Work request: Copy without pictures. Please restate each line of the listing exactly.

# # #

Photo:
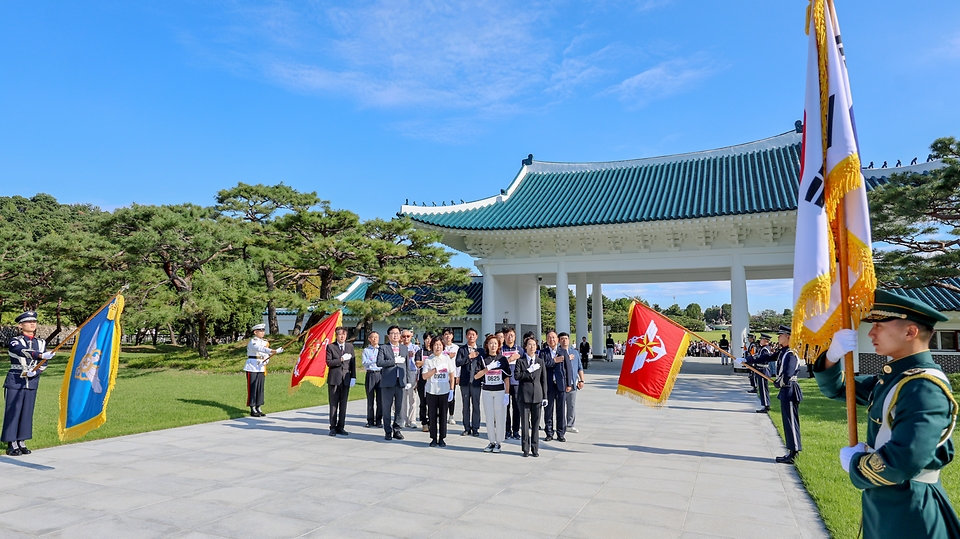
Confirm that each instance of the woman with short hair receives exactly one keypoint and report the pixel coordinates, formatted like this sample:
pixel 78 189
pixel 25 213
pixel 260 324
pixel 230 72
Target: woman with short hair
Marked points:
pixel 494 372
pixel 438 373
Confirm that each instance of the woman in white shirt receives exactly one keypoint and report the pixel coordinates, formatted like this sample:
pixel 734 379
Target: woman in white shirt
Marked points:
pixel 494 370
pixel 438 372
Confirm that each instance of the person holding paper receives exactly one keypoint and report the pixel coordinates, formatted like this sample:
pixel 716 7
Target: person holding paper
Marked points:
pixel 493 371
pixel 437 371
pixel 341 376
pixel 532 374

# # #

Response to the exercise:
Photo:
Confirm that each instance of the woman with short hair receives exactly one keypoint and report the pixel coordinates, formatted like this sample:
pixel 78 189
pixel 25 213
pixel 260 324
pixel 230 72
Target: woman with short hair
Marked points:
pixel 494 372
pixel 438 373
Confirm that each instance of the woman in white shirt receives exactly one keypoint and report the pixel coordinates, formatted like this sample:
pixel 734 379
Target: woman in white shirt
Marked points:
pixel 494 370
pixel 438 372
Confirm that each instance of the person holding paper receives exactly one keypoint and report the pixel coordinates, formatted like this sample:
pixel 716 7
Target: person holding paper
Marked points:
pixel 493 371
pixel 437 371
pixel 341 376
pixel 532 374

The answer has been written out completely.